What the task asks » Continue the blog commentary on senators' reactions to the NSA phone-records program, starting right after its last sentence. The listing that comes after the commentary is separate from it.

Selected extract »

==============================

The PBS Newshour has a piece which clearly demonstrates the uninformed ignorance of some notable politicians.
SEN. PATRICK LEAHY: Only through the press, we begin to learn the truth. The secret collection of phone call records tens of millions of Americans. Now, are you telling me that tens of millions of Americans are involved with al-Qaida? If that's the case, we've really failed in any kind of a war on terror.
SEN. ARLEN SPECTER, R-Pa., Judiciary Committee Chairman: We're going to call on those telephone companies to provide information to try to figure out exactly what is going on.
One has to ask, did either of the above two excuses for individuals concerned with national security consult with any of their colleagues on the Intelligence Committee? Obviously they haven't. Perhaps they would have been told they shouldn't even be discussing the matter as it is classified. It's unclear if either of the two even have the proper clearance since they aren't on the Intelligence Committee themselves.
SEN. KIT BOND, R-Mo.: Yes. I'm a member of the subcommittee of the Intelligence Committee that's been thoroughly briefed on this program and other programs.
And the first point I would make is every time we have a leak of classified information like this, it makes us significantly less safe. Regrettably, since December, when word started coming out about the president's program, and terrorists have learned about what is going on, and it makes us less safe. The more we talk about it, the less safe we are.
And then there is this abject stupidity:
SEN. DIANNE FEINSTEIN, D-Calif.: I happen to believe we're on our way to a major constitutional confrontation on Fourth Amendment guarantees of unreasonable search and seizure. And I think this is also going to be present a growing impediment to the confirmation of General Hayden, and I think that is very regretted.
Were Feinstein truly qualified for a seat in the US Senate, one would think she'd take time to read the newspaper stories and perhaps even consult even a half-wit Constituional lawyer before tossing out such a ridiculous claim.
The fact is the Supreme Court ruled in 1979 that telephone callers have no expectation of privacy as regards their telephone numbers, or over what telephone numbers they call.
A government official, while not confirming the existence of the NSA program, pointed to a 1979 Supreme Court case, Smith v. Maryland. The official said justices ruled that the acquisition of basic phone records — calling numbers, called numbers and duration of calls — is not a "search" under the Fourth Amendment and that individuals do not have a reasonable expectation of privacy in such call record data.
But Kate Martin, director of the Center for National Security Studies, said after that case Congress required courts to approve the use of electronic devices that capture basic information about calls in real time, or to get a court order or a subpoena for phone records stored by phone companies.
That above is not entirely clear. Kate Martin continues her argument here.
Could the FBI simply have obtained the same information using a National Security Letter (NSL) administrative subpoena and then shared the information with the NSA?
The short answer is no.
Some have suggested that the administration could have obtained the same information through the FBI. But this misunderstands the respective roles of the agencies and the limits on FBI and NSA activity.
She goes on to refer to, but not link 18 USC 2709. In pertinent parts:
(a) Duty to Provide.— A wire or electronic communication service provider shall comply with a request for subscriber information and toll billing records information, or electronic communication transactional records in its custody or possession made by the Director of the Federal Bureau of Investigation under subsection (b) of this section.

==============================

Supplied entries »
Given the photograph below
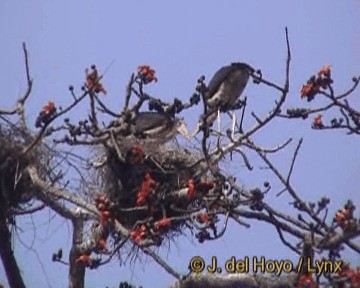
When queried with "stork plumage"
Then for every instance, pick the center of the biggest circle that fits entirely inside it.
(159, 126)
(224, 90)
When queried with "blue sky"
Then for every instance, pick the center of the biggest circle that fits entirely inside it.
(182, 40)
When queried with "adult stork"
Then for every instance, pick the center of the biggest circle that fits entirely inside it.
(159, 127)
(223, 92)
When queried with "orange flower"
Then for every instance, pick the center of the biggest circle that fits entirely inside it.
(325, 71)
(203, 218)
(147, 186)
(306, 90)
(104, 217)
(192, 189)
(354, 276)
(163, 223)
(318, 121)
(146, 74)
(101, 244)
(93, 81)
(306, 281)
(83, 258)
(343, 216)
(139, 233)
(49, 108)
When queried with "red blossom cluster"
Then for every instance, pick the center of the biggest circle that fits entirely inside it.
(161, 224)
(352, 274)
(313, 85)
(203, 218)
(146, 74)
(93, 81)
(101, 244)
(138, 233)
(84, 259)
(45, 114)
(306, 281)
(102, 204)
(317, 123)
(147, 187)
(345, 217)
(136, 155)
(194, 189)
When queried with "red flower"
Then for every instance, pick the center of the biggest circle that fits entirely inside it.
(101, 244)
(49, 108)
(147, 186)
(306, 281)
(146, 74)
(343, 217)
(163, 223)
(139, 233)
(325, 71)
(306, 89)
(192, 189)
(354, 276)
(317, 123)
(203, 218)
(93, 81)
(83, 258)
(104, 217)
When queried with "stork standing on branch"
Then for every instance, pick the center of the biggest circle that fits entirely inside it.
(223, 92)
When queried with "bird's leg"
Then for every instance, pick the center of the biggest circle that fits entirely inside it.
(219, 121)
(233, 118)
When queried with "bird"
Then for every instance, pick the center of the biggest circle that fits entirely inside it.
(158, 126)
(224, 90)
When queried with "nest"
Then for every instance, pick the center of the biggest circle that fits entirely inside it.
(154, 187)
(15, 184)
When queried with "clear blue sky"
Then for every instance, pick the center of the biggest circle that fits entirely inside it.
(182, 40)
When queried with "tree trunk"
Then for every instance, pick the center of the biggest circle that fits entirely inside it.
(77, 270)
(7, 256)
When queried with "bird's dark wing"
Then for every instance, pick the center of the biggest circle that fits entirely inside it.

==============================

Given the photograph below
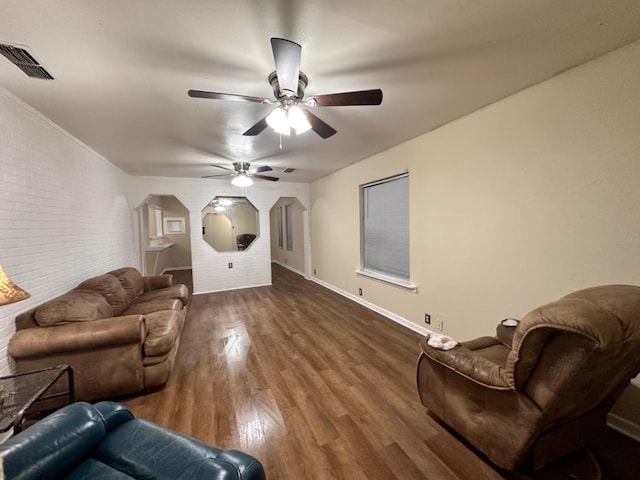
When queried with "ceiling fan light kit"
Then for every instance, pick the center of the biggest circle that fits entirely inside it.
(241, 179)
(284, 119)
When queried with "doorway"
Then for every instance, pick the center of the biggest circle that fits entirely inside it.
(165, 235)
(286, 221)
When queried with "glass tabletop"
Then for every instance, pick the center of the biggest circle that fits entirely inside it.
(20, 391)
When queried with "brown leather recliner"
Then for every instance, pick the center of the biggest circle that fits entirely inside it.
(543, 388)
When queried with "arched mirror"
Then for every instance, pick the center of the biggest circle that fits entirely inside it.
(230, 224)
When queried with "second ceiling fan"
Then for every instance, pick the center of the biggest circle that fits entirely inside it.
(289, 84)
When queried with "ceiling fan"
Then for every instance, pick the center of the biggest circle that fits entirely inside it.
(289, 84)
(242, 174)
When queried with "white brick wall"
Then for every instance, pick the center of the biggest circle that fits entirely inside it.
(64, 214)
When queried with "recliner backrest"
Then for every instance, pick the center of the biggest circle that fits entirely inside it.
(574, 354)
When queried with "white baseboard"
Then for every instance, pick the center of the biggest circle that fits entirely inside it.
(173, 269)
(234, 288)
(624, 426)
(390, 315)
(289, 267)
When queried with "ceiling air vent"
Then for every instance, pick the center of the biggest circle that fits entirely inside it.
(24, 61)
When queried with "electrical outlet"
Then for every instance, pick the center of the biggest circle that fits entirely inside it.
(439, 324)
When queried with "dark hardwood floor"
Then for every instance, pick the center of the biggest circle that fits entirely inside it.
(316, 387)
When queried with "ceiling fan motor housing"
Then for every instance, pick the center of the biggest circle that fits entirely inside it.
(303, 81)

==============================

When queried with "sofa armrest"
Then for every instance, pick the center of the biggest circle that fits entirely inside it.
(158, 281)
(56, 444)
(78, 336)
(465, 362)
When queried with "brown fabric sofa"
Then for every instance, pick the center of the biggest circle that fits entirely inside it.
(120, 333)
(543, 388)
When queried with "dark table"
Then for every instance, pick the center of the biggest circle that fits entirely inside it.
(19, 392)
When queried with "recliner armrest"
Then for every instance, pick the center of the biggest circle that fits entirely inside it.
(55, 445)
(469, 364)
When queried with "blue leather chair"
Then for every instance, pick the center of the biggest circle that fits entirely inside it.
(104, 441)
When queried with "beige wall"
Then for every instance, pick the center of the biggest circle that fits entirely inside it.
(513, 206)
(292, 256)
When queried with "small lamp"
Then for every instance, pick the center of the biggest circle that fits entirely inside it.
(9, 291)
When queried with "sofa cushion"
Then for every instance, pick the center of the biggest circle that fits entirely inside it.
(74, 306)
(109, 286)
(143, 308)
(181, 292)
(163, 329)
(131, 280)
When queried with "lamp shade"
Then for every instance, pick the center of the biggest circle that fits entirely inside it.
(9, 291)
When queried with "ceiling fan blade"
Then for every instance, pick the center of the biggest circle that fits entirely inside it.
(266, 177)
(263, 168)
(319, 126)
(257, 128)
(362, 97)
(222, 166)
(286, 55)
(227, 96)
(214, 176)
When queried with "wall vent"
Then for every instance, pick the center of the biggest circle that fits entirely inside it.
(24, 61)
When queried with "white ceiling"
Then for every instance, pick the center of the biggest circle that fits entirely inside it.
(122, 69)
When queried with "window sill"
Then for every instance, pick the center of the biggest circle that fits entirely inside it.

==============================

Result below »
(b) Required Certification.— The Director of the Federal Bureau of Investigation, or his designee in a position not lower than Deputy Assistant Director at Bureau headquarters or a Special Agent in Charge in a Bureau field office designated by the Director, may—
(d) Dissemination by Bureau.— The Federal Bureau of Investigation may disseminate information and records obtained under this section only as provided in guidelines approved by the Attorney General for foreign intelligence collection and foreign counterintelligence investigations conducted by the Federal Bureau of Investigation, and, with respect to dissemination to an agency of the United States, only if such information is clearly relevant to the authorized responsibilities of such agency.
(e) Requirement That Certain Congressional Bodies Be Informed.— On a semiannual basis the Director of the Federal Bureau of Investigation shall fully inform the Permanent Select Committee on Intelligence of the House of Representatives and the Select Committee on Intelligence of the Senate, and the Committee on the Judiciary of the House of Representatives and the Committee on the Judiciary of the Senate, concerning all requests made under subsection (b) of this section.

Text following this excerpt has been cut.